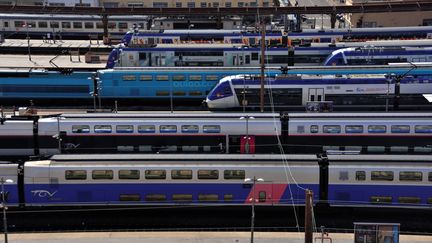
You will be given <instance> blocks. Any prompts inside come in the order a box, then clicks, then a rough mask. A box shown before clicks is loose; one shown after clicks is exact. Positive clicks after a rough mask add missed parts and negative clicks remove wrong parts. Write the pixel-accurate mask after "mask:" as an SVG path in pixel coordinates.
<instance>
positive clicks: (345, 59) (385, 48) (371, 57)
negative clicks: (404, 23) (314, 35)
mask: <svg viewBox="0 0 432 243" xmlns="http://www.w3.org/2000/svg"><path fill="white" fill-rule="evenodd" d="M396 62H432V49H431V48H430V47H425V48H417V47H375V46H368V47H357V48H344V49H339V50H336V51H333V52H332V53H331V55H329V56H328V57H327V59H326V60H325V61H324V65H325V66H330V65H333V66H334V65H385V64H388V63H396Z"/></svg>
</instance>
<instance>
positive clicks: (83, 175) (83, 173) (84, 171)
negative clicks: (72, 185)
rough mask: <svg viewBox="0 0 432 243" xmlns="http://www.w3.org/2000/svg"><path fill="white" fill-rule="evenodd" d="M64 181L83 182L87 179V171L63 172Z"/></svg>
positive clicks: (70, 171) (84, 170)
mask: <svg viewBox="0 0 432 243" xmlns="http://www.w3.org/2000/svg"><path fill="white" fill-rule="evenodd" d="M65 179H66V180H85V179H87V171H85V170H67V171H65Z"/></svg>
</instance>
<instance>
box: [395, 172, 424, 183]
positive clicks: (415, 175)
mask: <svg viewBox="0 0 432 243" xmlns="http://www.w3.org/2000/svg"><path fill="white" fill-rule="evenodd" d="M399 180H400V181H422V180H423V173H422V172H421V171H401V172H399Z"/></svg>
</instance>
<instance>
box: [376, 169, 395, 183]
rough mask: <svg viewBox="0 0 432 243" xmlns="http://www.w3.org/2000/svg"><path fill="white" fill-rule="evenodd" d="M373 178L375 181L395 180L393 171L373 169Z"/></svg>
mask: <svg viewBox="0 0 432 243" xmlns="http://www.w3.org/2000/svg"><path fill="white" fill-rule="evenodd" d="M371 180H373V181H393V171H372V173H371Z"/></svg>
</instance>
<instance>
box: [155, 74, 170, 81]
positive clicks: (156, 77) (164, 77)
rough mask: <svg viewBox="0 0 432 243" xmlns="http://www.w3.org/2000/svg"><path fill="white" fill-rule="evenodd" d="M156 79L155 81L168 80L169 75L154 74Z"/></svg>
mask: <svg viewBox="0 0 432 243" xmlns="http://www.w3.org/2000/svg"><path fill="white" fill-rule="evenodd" d="M156 80H157V81H168V80H169V77H168V75H156Z"/></svg>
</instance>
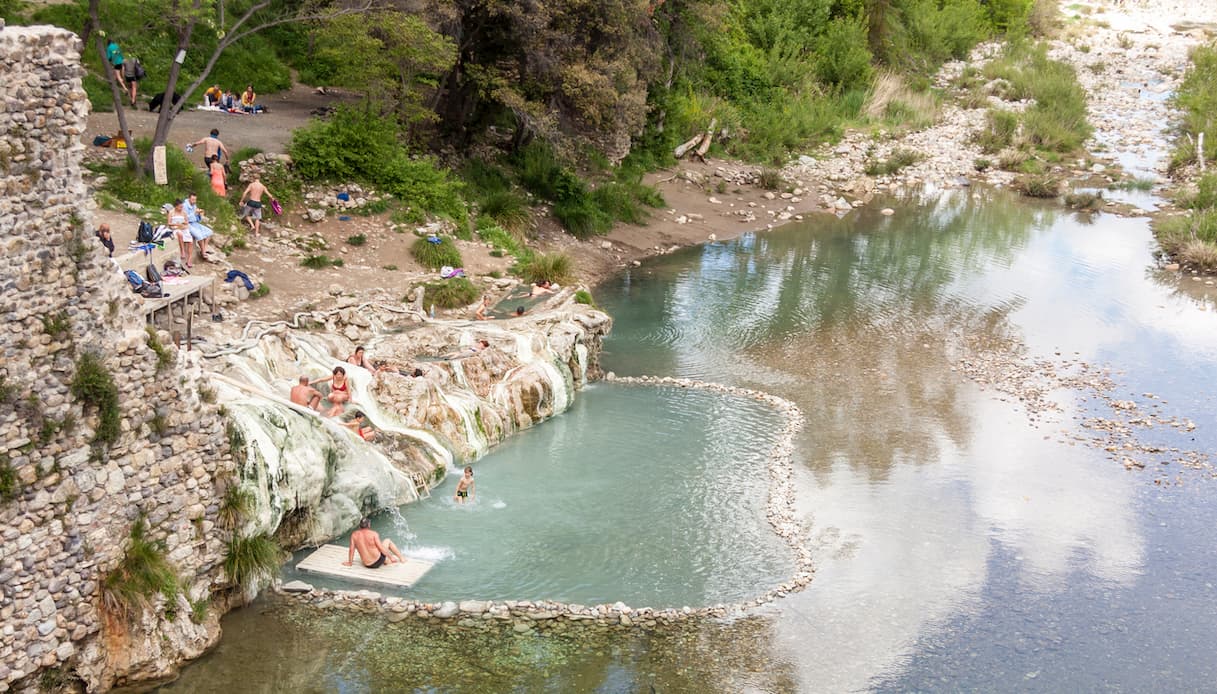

■ ■ ■ ■ ■ ■ ■

§ **Problem details**: Could you reproduce all of the material above, swapping every "rough mask" for "coarse mask", leaving everything else unchanged and omitting the pictures?

§ **Answer space**:
You will be given <instance> blocks. Any prompts inside come in the order a box, then clicks, then a coarse mask. A box shown before clicks is loose; one shown after clicks is exact. Positive clicks after a coarse mask add missed parts and negative clicks remove wrong parts. Write the pixel-accurate mask after "mask:" as an SVG path in pixel coordinates.
<instance>
positive clicks: (345, 59) (385, 48) (371, 57)
negative clicks: (404, 23) (314, 35)
mask: <svg viewBox="0 0 432 243" xmlns="http://www.w3.org/2000/svg"><path fill="white" fill-rule="evenodd" d="M396 62H432V49H431V48H430V47H425V48H417V47H375V46H368V47H357V48H344V49H339V50H336V51H333V52H332V53H331V55H329V56H328V57H327V59H326V60H325V61H324V65H325V66H330V65H333V66H334V65H385V64H388V63H396Z"/></svg>
</instance>
<instance>
positive clicks: (83, 175) (83, 173) (84, 171)
negative clicks: (72, 185)
coarse mask: <svg viewBox="0 0 432 243" xmlns="http://www.w3.org/2000/svg"><path fill="white" fill-rule="evenodd" d="M64 181L83 182L87 179V171L63 172Z"/></svg>
positive clicks: (70, 171) (84, 170)
mask: <svg viewBox="0 0 432 243" xmlns="http://www.w3.org/2000/svg"><path fill="white" fill-rule="evenodd" d="M65 179H66V180H85V179H87V171H85V170H67V171H65Z"/></svg>
</instance>
<instance>
box: [395, 172, 424, 183]
positive clicks: (415, 175)
mask: <svg viewBox="0 0 432 243" xmlns="http://www.w3.org/2000/svg"><path fill="white" fill-rule="evenodd" d="M399 180H400V181H422V180H423V173H422V172H421V171H401V172H399Z"/></svg>
</instance>
<instance>
box: [376, 169, 395, 183]
coarse mask: <svg viewBox="0 0 432 243" xmlns="http://www.w3.org/2000/svg"><path fill="white" fill-rule="evenodd" d="M373 178L375 181L395 180L393 171L373 169Z"/></svg>
mask: <svg viewBox="0 0 432 243" xmlns="http://www.w3.org/2000/svg"><path fill="white" fill-rule="evenodd" d="M371 180H373V181H393V171H372V173H371Z"/></svg>
</instance>
<instance>
box: [155, 74, 170, 81]
positive clicks: (156, 77) (164, 77)
coarse mask: <svg viewBox="0 0 432 243" xmlns="http://www.w3.org/2000/svg"><path fill="white" fill-rule="evenodd" d="M156 79L155 81L168 80L169 75L154 74Z"/></svg>
mask: <svg viewBox="0 0 432 243" xmlns="http://www.w3.org/2000/svg"><path fill="white" fill-rule="evenodd" d="M156 80H157V81H168V80H169V77H168V75H156Z"/></svg>
</instance>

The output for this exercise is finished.